» **SHORT EXERCISE**: Convert every line of the listing below into a JSON list of strings, one string per line, skipping blank lines. Leave the pictures out of the result.

========

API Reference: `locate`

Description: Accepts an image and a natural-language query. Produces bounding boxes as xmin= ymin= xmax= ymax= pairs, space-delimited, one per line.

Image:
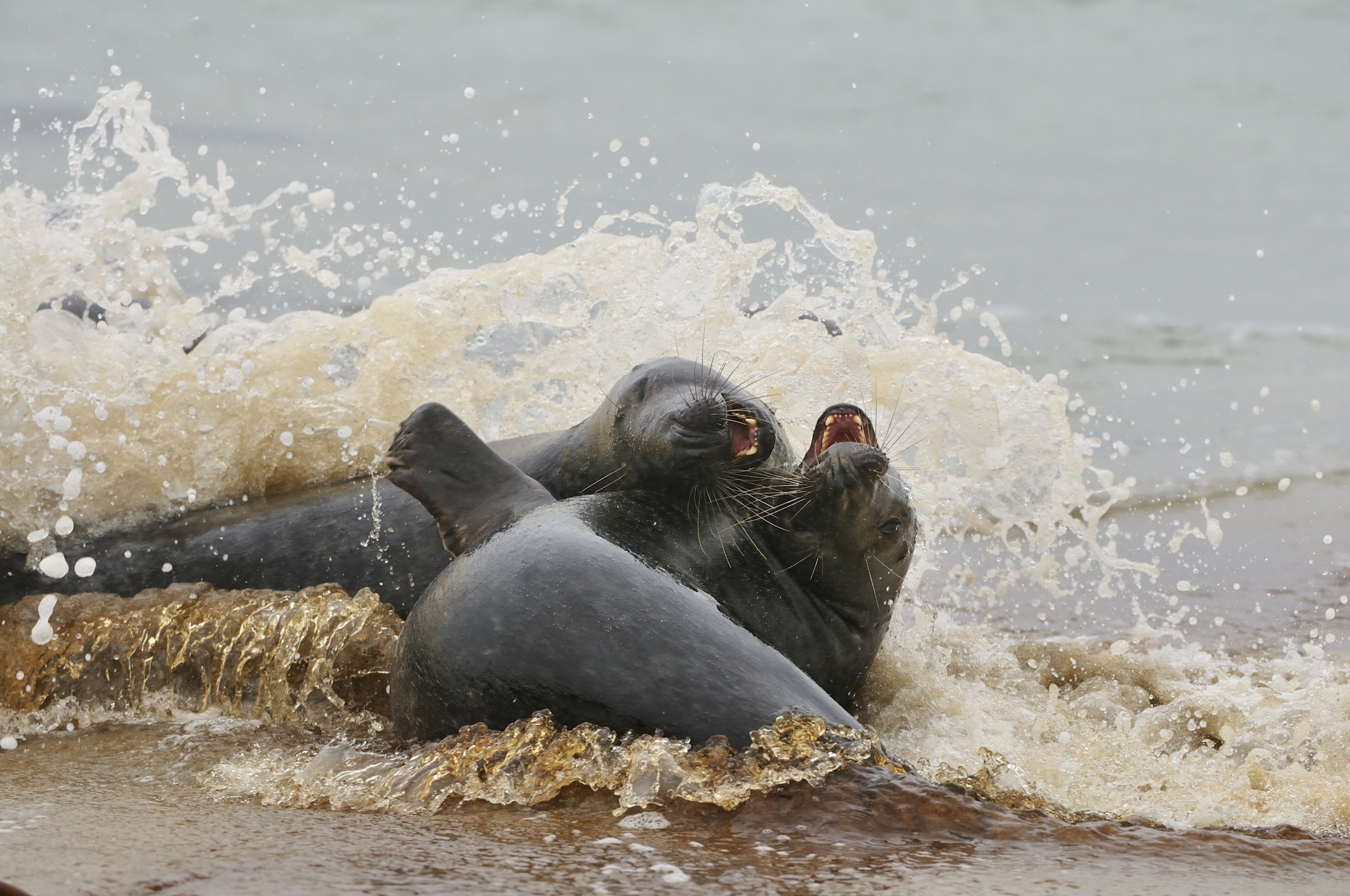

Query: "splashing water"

xmin=11 ymin=84 xmax=1350 ymax=833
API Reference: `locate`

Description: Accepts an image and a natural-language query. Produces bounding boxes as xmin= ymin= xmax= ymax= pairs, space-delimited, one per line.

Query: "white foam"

xmin=38 ymin=551 xmax=70 ymax=579
xmin=30 ymin=594 xmax=57 ymax=646
xmin=618 ymin=812 xmax=671 ymax=831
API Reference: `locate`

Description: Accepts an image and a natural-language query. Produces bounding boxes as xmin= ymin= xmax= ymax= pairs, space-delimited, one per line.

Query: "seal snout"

xmin=802 ymin=405 xmax=876 ymax=470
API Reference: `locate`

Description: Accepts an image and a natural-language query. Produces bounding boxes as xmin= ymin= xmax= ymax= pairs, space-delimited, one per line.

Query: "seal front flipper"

xmin=385 ymin=402 xmax=554 ymax=554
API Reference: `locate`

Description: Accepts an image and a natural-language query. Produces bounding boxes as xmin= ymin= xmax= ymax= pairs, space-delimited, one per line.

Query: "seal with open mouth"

xmin=386 ymin=405 xmax=857 ymax=746
xmin=629 ymin=405 xmax=918 ymax=710
xmin=0 ymin=357 xmax=791 ymax=615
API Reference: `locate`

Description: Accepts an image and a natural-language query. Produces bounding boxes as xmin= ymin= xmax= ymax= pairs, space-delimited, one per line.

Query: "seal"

xmin=0 ymin=357 xmax=793 ymax=615
xmin=580 ymin=405 xmax=918 ymax=710
xmin=386 ymin=404 xmax=859 ymax=746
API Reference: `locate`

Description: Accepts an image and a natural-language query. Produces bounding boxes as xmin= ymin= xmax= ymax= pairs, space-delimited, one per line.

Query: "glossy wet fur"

xmin=391 ymin=406 xmax=914 ymax=739
xmin=0 ymin=357 xmax=791 ymax=615
xmin=389 ymin=405 xmax=857 ymax=745
xmin=680 ymin=405 xmax=918 ymax=708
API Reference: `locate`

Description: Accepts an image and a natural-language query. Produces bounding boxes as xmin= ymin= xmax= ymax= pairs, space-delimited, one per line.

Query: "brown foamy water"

xmin=0 ymin=586 xmax=1350 ymax=896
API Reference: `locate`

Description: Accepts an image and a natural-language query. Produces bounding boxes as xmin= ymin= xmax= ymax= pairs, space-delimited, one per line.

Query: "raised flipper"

xmin=385 ymin=402 xmax=554 ymax=554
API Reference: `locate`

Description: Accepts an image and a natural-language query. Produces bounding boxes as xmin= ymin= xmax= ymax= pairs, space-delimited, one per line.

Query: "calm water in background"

xmin=0 ymin=3 xmax=1350 ymax=634
xmin=0 ymin=3 xmax=1350 ymax=892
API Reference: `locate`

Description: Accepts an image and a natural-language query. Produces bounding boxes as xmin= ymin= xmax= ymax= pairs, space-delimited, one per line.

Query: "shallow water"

xmin=0 ymin=3 xmax=1350 ymax=893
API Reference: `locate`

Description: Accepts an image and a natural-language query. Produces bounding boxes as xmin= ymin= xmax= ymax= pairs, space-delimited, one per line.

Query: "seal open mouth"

========

» **ANSWER FOR THIS EXERCISE**:
[
  "API Reference: `locate`",
  "Description: Accepts an image and a natural-language query. Produces bounding boxes as xmin= ymin= xmax= ymax= pairs, space-delimited, one per line.",
  "Image:",
  "Query: \"splashing water\"",
  "xmin=11 ymin=84 xmax=1350 ymax=833",
  "API Reference: `locate`",
  "Description: Accepts an image and a natural-language query. Produces bounding boxes as xmin= ymin= xmax= ymax= pairs, space-delimited, one per line.",
  "Query: \"white foam\"",
  "xmin=38 ymin=551 xmax=70 ymax=579",
  "xmin=30 ymin=594 xmax=57 ymax=646",
  "xmin=618 ymin=812 xmax=671 ymax=831",
  "API Reference: `locate`",
  "Description: Accepts an image and a natural-language query. Produces bounding boxes as xmin= ymin= xmax= ymax= pairs, space-delimited, one per line.",
  "Query: \"seal snout\"",
  "xmin=802 ymin=405 xmax=876 ymax=470",
  "API Reference: `locate`",
  "Description: Accepts an image and a natural-language query. Produces bounding boxes as xmin= ymin= xmax= ymax= pairs, space-delimited, one per line.",
  "Query: \"seal front flipper\"",
  "xmin=385 ymin=402 xmax=554 ymax=554",
  "API Reference: `locate`",
  "Description: Accepts an image and a natural-language query. Produces bounding boxes as xmin= ymin= xmax= ymax= pairs, space-delimited, one per line.",
  "Query: \"seal with open mouth\"",
  "xmin=386 ymin=405 xmax=857 ymax=746",
  "xmin=629 ymin=405 xmax=918 ymax=710",
  "xmin=0 ymin=357 xmax=791 ymax=615",
  "API Reference: `locate`",
  "Description: Accepts an image and a natural-language query. Produces bounding boxes as xmin= ymin= xmax= ymax= pairs, space-delimited, one per line.",
  "Query: \"seal\"",
  "xmin=0 ymin=357 xmax=793 ymax=615",
  "xmin=580 ymin=405 xmax=918 ymax=710",
  "xmin=386 ymin=404 xmax=859 ymax=746",
  "API Reference: `locate`",
  "Description: Accepts an image and a natural-language query. Produces bounding boxes as xmin= ymin= xmax= ymax= pairs, space-delimited, one per line.",
  "Query: \"glossy wet fur\"",
  "xmin=391 ymin=406 xmax=914 ymax=739",
  "xmin=0 ymin=357 xmax=791 ymax=615",
  "xmin=389 ymin=405 xmax=857 ymax=745",
  "xmin=680 ymin=405 xmax=918 ymax=708",
  "API Reference: `locate`",
  "Description: Accepts an image and a natural-language query. Produces bounding boxes as xmin= ymin= xmax= ymax= pairs, space-delimited, one per line.",
  "Query: \"brown foamy water\"",
  "xmin=0 ymin=586 xmax=1350 ymax=896",
  "API Reference: `locate`",
  "Description: Accepts an image and a natural-language query. Produces bounding boxes as xmin= ymin= xmax= ymax= pairs, space-delimited, one per line.",
  "Query: \"raised flipper\"",
  "xmin=385 ymin=402 xmax=554 ymax=554",
  "API Reference: `locate`",
  "Description: Accepts an image and a natural-language query. Produces bounding boxes as xmin= ymin= xmax= ymax= pairs, space-delimited, one per line.",
  "Query: \"calm water in background\"",
  "xmin=0 ymin=3 xmax=1350 ymax=634",
  "xmin=0 ymin=3 xmax=1350 ymax=892",
  "API Reference: `locate`",
  "Description: Accepts an image and a natural-language query. Produces bounding boxes as xmin= ymin= xmax= ymax= pairs, space-delimited, one per line.",
  "Query: \"shallow water\"",
  "xmin=0 ymin=3 xmax=1350 ymax=893",
  "API Reference: `locate`",
  "Description: Accepts an image and a natural-language query. Produces bounding boxes as xmin= ymin= xmax= ymax= pairs, space-delimited, one per line.",
  "Query: \"seal open mouth\""
]